◆ Description of the task
Reproduce the listing exactly, please, with every line intact.

◆ Exercise material
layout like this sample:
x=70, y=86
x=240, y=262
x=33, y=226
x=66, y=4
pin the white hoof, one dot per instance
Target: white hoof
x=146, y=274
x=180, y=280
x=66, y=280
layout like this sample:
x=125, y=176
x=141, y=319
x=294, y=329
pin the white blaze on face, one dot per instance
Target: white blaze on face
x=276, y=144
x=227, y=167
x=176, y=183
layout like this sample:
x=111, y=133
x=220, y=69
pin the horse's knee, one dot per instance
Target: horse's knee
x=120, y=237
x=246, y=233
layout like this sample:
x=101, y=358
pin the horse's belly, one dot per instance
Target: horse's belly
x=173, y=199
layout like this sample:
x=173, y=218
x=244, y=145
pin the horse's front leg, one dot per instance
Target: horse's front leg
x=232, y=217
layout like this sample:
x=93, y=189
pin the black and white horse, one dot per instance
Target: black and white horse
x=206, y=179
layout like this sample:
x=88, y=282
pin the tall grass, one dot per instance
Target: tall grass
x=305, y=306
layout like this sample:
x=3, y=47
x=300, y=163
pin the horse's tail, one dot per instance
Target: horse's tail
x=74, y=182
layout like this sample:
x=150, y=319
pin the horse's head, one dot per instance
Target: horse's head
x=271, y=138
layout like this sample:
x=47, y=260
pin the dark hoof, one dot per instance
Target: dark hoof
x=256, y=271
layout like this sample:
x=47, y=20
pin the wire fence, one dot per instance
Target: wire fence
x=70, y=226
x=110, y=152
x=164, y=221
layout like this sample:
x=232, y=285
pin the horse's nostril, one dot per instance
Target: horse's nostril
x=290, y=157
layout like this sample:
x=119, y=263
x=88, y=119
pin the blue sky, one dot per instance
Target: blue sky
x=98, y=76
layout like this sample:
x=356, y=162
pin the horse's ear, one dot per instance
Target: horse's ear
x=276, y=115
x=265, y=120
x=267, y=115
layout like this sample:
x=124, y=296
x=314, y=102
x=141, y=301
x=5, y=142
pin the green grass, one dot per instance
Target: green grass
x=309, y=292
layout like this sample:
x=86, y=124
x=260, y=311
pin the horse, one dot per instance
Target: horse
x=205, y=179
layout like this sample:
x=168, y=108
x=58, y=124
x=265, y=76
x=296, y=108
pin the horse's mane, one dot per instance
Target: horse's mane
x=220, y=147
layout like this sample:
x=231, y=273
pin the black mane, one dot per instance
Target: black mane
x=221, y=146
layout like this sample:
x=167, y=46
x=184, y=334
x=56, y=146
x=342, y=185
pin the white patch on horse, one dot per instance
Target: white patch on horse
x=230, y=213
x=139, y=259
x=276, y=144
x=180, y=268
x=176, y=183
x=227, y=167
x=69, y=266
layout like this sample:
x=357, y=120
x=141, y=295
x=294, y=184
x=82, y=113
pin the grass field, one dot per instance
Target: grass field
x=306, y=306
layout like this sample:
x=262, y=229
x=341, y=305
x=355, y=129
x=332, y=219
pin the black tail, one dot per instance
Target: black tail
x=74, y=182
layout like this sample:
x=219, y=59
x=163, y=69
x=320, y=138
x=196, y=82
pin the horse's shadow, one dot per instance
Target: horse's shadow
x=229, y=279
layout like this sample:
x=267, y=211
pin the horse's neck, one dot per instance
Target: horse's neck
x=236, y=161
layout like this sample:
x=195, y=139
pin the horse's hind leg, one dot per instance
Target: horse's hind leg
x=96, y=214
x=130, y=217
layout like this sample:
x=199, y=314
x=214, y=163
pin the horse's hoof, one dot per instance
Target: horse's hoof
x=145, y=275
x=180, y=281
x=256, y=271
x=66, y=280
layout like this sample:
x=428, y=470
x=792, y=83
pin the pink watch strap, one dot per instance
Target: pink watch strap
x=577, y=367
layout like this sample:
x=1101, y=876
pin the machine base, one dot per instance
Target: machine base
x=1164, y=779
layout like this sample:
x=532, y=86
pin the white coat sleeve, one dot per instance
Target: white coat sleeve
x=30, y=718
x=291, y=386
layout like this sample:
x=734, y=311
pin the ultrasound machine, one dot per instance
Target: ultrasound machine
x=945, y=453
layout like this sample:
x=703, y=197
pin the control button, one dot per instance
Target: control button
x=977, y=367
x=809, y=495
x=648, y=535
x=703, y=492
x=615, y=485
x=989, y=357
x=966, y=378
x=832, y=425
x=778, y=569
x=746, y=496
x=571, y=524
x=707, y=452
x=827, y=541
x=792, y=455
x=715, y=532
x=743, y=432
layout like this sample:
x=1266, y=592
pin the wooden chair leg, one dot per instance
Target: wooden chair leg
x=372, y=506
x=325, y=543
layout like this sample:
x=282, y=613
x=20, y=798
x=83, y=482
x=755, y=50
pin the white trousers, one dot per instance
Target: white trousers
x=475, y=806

◆ Answer to the problem
layout like this sample:
x=70, y=86
x=240, y=262
x=33, y=226
x=66, y=4
pin the white hoof, one dot per instance
Target: white hoof
x=146, y=274
x=180, y=280
x=66, y=280
layout like this sample:
x=125, y=176
x=141, y=319
x=294, y=329
pin the white blaze on face, one dot per instance
Target: white blaze on face
x=276, y=144
x=227, y=167
x=176, y=183
layout like this sample:
x=111, y=133
x=220, y=69
pin the horse's knee, one dot per instance
Target: horse's knee
x=120, y=237
x=246, y=233
layout like this sample:
x=101, y=358
pin the horse's belly, one dot per instance
Target: horse's belly
x=173, y=199
layout like this sample:
x=173, y=218
x=244, y=145
pin the horse's front leg, one dot per instance
Target: horse's front leg
x=232, y=217
layout like this sample:
x=93, y=189
pin the black and white horse, one dot per instance
Target: black and white horse
x=206, y=179
layout like this sample:
x=88, y=282
pin the tall grass, one dot per instance
Target: tall grass
x=305, y=306
layout like this sample:
x=3, y=47
x=300, y=163
pin the horse's tail, one dot per instance
Target: horse's tail
x=74, y=182
layout like this sample:
x=150, y=319
pin the horse's head, one dot per instance
Target: horse's head
x=271, y=138
layout like this sample:
x=47, y=260
pin the dark hoof, one dot per instance
Target: dark hoof
x=256, y=271
layout like this sample:
x=47, y=20
pin the wire fence, one dot per instance
Target: wire fence
x=70, y=226
x=110, y=152
x=164, y=221
layout like this sample:
x=232, y=285
pin the horse's nostril, one dot per instance
Target: horse's nostril
x=290, y=157
layout like this sample:
x=119, y=263
x=88, y=119
pin the blue sky, one dot per instance
Target: blue sky
x=98, y=76
layout like this sample:
x=356, y=162
pin the horse's ear, one dot per instance
Target: horse's ear
x=276, y=115
x=265, y=120
x=267, y=115
layout like this sample:
x=124, y=296
x=314, y=102
x=141, y=301
x=5, y=142
pin the green grass, one dot per instance
Target: green grass
x=309, y=292
layout like this sample:
x=86, y=124
x=260, y=311
pin the horse, one dot per instance
Target: horse
x=205, y=179
layout like this sample:
x=168, y=108
x=58, y=124
x=265, y=76
x=296, y=108
pin the horse's mane, one dot per instance
Target: horse's mane
x=220, y=147
layout like this sample:
x=231, y=273
pin the black mane, one dot per instance
Target: black mane
x=221, y=146
layout like this sample:
x=167, y=46
x=184, y=334
x=56, y=146
x=342, y=185
pin the white patch on horse, one dot per instance
Target: white patch on horse
x=230, y=213
x=139, y=259
x=276, y=144
x=180, y=268
x=176, y=183
x=227, y=167
x=69, y=266
layout like this sample:
x=357, y=120
x=141, y=295
x=294, y=184
x=82, y=113
pin the grass field, one dot per instance
Target: grass field
x=306, y=306
layout like this sample:
x=262, y=229
x=341, y=305
x=355, y=129
x=332, y=219
pin the black tail, one dot per instance
Target: black tail
x=74, y=182
layout like this sample:
x=219, y=59
x=163, y=69
x=320, y=138
x=196, y=82
pin the horse's shadow, one dot per instance
Target: horse's shadow
x=229, y=279
layout like this sample:
x=267, y=211
pin the horse's neck, one dot per instance
Target: horse's neck
x=236, y=161
layout like this sample:
x=195, y=139
pin the horse's hind leg, one dot per instance
Target: horse's hind leg
x=96, y=214
x=130, y=217
layout like this sample:
x=199, y=314
x=214, y=163
pin the horse's hoof, one dot per instance
Target: horse's hoof
x=145, y=275
x=180, y=281
x=256, y=271
x=66, y=280
layout like this sample:
x=428, y=470
x=792, y=83
pin the pink watch strap, one dot per instance
Target: pink watch strap
x=577, y=367
layout like this sample:
x=1101, y=876
pin the machine base, one dot per instance
Target: machine base
x=1164, y=779
layout like this sample:
x=532, y=86
pin the white coat sleeve, one dot per instance
Target: white coat sleeve
x=30, y=718
x=291, y=386
layout like this sample:
x=734, y=311
pin the ultrasound machine, one dot per instance
Target: ultrasound machine
x=945, y=453
layout like this sample:
x=703, y=197
pin the control button, one dot per instance
Target: control button
x=977, y=367
x=809, y=495
x=648, y=535
x=703, y=492
x=615, y=485
x=989, y=357
x=966, y=378
x=832, y=425
x=778, y=569
x=746, y=496
x=571, y=524
x=707, y=452
x=827, y=541
x=792, y=455
x=715, y=532
x=743, y=432
layout like this sample:
x=1266, y=592
pin the wooden chair leg, one dot per instance
Target: wooden chair leg
x=372, y=506
x=325, y=543
layout like this sample:
x=282, y=613
x=20, y=798
x=83, y=482
x=755, y=50
pin the white trousers, one dot per instance
Target: white trousers
x=475, y=806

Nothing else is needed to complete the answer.